**Given instruction:**
Please rewrite the records starting at the line that contains "locate the statue's nose in the photo above." and ending at the end of the records, switching "pale gray sky" to "overcast sky" and leaving everything else unchanged.

========

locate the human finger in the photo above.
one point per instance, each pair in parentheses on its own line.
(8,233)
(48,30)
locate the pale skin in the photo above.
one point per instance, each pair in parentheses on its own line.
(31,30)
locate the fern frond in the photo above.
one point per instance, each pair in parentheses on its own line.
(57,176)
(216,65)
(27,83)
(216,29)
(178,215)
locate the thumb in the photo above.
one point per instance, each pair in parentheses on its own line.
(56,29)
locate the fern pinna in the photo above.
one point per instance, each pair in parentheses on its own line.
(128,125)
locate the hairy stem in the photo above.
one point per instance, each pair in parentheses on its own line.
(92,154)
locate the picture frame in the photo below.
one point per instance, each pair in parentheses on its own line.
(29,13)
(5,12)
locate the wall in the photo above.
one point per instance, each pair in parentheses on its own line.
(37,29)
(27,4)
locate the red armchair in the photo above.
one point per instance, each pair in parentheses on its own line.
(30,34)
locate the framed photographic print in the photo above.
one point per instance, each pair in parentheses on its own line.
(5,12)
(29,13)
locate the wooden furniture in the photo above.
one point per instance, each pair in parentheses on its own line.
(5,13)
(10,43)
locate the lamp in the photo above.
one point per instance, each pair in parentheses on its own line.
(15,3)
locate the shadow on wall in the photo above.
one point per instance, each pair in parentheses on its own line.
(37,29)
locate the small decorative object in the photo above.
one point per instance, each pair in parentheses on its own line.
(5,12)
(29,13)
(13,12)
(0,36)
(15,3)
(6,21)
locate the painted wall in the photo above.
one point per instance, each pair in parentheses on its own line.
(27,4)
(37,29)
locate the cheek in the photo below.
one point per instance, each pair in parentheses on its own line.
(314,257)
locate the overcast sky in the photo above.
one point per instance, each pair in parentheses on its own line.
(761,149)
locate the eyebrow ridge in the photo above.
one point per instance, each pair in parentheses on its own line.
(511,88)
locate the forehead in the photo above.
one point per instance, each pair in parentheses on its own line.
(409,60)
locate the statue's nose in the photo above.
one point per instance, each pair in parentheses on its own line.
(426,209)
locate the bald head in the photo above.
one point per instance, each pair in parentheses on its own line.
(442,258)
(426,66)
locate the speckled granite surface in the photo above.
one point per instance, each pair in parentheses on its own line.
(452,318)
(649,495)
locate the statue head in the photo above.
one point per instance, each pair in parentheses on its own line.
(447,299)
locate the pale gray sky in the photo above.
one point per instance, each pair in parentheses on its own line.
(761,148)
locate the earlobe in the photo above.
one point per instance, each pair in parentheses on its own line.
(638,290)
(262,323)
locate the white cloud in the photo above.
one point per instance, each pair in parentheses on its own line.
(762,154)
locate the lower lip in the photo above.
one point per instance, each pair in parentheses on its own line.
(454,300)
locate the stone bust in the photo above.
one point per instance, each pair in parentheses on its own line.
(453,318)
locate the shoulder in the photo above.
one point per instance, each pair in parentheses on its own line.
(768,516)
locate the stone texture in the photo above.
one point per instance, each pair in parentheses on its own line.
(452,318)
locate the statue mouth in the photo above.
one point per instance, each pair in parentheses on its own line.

========

**The result:**
locate the statue's nose in the photo above.
one point per instance, each pair in parentheses on its own line.
(426,209)
locate the bald head in the photo above.
one point per instance, each pair in parentheses on its own line.
(442,258)
(426,66)
locate the speckled granite surface in the photo above.
one point per instance, each pair in parentheses on its own line.
(452,318)
(649,495)
locate the statue head in the photo above.
one point per instance, each pair in parentheses on its own line.
(447,299)
locate the overcast sky in the photo above.
one point per instance, each pair in parentheses on its own line.
(761,148)
locate the earlobe in the photo above.
one point per instance, each pair in parentheses on its own line.
(638,290)
(262,323)
locate the white cloud in the photo above.
one point per instance, each pair in parentheses on its own line.
(762,154)
locate the lower lip in the photo above.
one point per instance, each pair in parentheses on its own line.
(454,300)
locate the stone bust in the photo above.
one point per instance, each pair in parentheses on its own line.
(453,318)
locate the shoulder in the photo above.
one point per instance, each pair in parentheses on its own line.
(768,516)
locate the stone texture in the photo above.
one point per instance, each pair in parentheses on its own line.
(452,318)
locate the statue mouth in the photo above.
one point per instance, each pair in parentheses on its own line.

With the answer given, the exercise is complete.